# TASK INPUTS
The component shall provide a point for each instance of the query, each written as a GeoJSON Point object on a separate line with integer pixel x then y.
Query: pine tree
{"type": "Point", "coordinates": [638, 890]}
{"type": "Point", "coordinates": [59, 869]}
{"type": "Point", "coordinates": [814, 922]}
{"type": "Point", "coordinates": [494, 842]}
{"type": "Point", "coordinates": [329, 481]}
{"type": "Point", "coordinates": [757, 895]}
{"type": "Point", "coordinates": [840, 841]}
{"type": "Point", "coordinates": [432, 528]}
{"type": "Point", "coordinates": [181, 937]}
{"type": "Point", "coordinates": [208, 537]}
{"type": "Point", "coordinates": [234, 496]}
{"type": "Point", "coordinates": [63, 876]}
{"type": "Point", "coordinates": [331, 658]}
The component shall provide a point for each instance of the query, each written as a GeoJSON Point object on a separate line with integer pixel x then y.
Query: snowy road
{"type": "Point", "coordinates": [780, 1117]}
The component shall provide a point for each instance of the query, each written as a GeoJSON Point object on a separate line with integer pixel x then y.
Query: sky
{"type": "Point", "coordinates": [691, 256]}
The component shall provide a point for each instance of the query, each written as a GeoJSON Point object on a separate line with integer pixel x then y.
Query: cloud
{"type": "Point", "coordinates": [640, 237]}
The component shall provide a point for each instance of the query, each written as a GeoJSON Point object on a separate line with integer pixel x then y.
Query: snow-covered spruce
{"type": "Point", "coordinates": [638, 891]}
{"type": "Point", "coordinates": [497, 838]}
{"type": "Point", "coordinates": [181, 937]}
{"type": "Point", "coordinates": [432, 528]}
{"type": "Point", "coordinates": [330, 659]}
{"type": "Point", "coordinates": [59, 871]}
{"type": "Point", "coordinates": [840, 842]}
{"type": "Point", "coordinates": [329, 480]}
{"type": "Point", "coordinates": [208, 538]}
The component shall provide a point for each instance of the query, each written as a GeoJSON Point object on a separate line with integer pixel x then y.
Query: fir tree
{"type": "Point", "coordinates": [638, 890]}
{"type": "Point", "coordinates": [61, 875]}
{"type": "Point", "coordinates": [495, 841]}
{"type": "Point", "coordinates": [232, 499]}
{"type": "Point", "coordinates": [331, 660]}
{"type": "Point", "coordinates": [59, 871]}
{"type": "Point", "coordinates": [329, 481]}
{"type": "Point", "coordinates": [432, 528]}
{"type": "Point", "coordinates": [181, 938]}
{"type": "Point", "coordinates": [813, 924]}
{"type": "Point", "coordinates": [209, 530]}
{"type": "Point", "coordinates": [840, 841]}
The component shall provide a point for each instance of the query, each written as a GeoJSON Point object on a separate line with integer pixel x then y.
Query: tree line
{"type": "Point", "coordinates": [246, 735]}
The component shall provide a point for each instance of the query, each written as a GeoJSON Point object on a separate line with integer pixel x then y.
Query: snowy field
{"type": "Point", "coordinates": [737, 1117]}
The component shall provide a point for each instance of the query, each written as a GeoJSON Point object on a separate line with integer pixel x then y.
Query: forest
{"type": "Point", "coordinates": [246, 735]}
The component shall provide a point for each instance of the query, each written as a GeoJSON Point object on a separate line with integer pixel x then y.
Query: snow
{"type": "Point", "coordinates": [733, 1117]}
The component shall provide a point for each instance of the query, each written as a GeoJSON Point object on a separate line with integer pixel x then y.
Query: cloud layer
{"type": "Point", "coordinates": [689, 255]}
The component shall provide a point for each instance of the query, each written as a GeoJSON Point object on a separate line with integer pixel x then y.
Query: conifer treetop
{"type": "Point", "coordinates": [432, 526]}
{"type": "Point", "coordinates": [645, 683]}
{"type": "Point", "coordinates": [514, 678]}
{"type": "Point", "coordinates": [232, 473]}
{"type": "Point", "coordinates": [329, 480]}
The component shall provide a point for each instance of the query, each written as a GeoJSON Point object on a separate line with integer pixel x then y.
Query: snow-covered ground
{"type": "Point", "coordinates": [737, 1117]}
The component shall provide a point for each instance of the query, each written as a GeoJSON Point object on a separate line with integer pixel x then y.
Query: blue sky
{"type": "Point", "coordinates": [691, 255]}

# WHAT TO DO
All of the entries above need to be reproduced verbatim.

# SOLUTION TO THIS EXERCISE
The component shall provide a point for each instance of the query, each written as a GeoJSON Point object on a separate line with integer pixel x then y.
Query: pine tree
{"type": "Point", "coordinates": [638, 890]}
{"type": "Point", "coordinates": [59, 869]}
{"type": "Point", "coordinates": [814, 922]}
{"type": "Point", "coordinates": [494, 842]}
{"type": "Point", "coordinates": [329, 481]}
{"type": "Point", "coordinates": [757, 895]}
{"type": "Point", "coordinates": [840, 841]}
{"type": "Point", "coordinates": [432, 528]}
{"type": "Point", "coordinates": [181, 937]}
{"type": "Point", "coordinates": [208, 537]}
{"type": "Point", "coordinates": [234, 496]}
{"type": "Point", "coordinates": [63, 876]}
{"type": "Point", "coordinates": [331, 658]}
The component shall provide a point for each instance of the query, each written as a GeoJSON Point object on a separate line with integer pixel x then y.
Query: snowy road
{"type": "Point", "coordinates": [780, 1117]}
The component shall provide a point for each instance of the query, each written as a GeoJSON Point object on a separate line with integer pixel x then y.
Query: sky
{"type": "Point", "coordinates": [691, 256]}
The component shall provide a point for each instance of the query, each written as a GeoJSON Point object on a separate line with integer pixel x then y.
Query: cloud
{"type": "Point", "coordinates": [640, 237]}
The component shall provide a point for each instance of the query, each written as a GeoJSON Point object on a separate line with integer pixel x then y.
Query: snow-covered spruce
{"type": "Point", "coordinates": [638, 891]}
{"type": "Point", "coordinates": [497, 838]}
{"type": "Point", "coordinates": [181, 937]}
{"type": "Point", "coordinates": [432, 528]}
{"type": "Point", "coordinates": [330, 659]}
{"type": "Point", "coordinates": [59, 871]}
{"type": "Point", "coordinates": [840, 842]}
{"type": "Point", "coordinates": [329, 480]}
{"type": "Point", "coordinates": [208, 538]}
The component shall provide a point for each instance of the query, each written as a GeoJSON Point object on a separate line with integer pixel x then y.
Query: fir tree
{"type": "Point", "coordinates": [638, 890]}
{"type": "Point", "coordinates": [61, 875]}
{"type": "Point", "coordinates": [495, 841]}
{"type": "Point", "coordinates": [232, 499]}
{"type": "Point", "coordinates": [331, 660]}
{"type": "Point", "coordinates": [59, 871]}
{"type": "Point", "coordinates": [329, 481]}
{"type": "Point", "coordinates": [432, 528]}
{"type": "Point", "coordinates": [181, 938]}
{"type": "Point", "coordinates": [813, 924]}
{"type": "Point", "coordinates": [209, 530]}
{"type": "Point", "coordinates": [840, 841]}
The component shall provide a point for each instance of the query, each written as a GeoJSON Point object on a separate line with integer pixel x then y.
Query: tree line
{"type": "Point", "coordinates": [246, 735]}
The component shall provide a point for each instance of the query, each written as a GeoJSON Point object on a separate line with integer pixel x then y.
Query: snowy field
{"type": "Point", "coordinates": [737, 1117]}
The component shall provide a point for each instance of the query, each written as a GeoJSON Point object on a separate line with integer pixel x then y.
Query: forest
{"type": "Point", "coordinates": [246, 735]}
The component shall provide a point for each instance of the query, each written as a GeoJSON Point object on a separate line with integer pixel x then y.
Query: snow
{"type": "Point", "coordinates": [733, 1117]}
The component shall provide a point for each instance of the query, each written as a GeoJSON Point object on a separate line with integer pixel x then y.
Query: cloud layer
{"type": "Point", "coordinates": [689, 255]}
The component shall provide a point for each instance of the query, each written as a GeoJSON Point object on a separate line with integer pixel x then y.
Query: conifer treetop
{"type": "Point", "coordinates": [432, 526]}
{"type": "Point", "coordinates": [645, 683]}
{"type": "Point", "coordinates": [514, 678]}
{"type": "Point", "coordinates": [232, 473]}
{"type": "Point", "coordinates": [329, 480]}
The component shall provide a point for each instance of the query, each written as a GeoJSON Point object on a separate line with integer pixel x then y.
Query: snow-covered ground
{"type": "Point", "coordinates": [737, 1117]}
The component shall provide a point for each instance of the query, each written as a GeoJSON Point object on a separate line with integer pixel x then y.
Query: blue sky
{"type": "Point", "coordinates": [691, 255]}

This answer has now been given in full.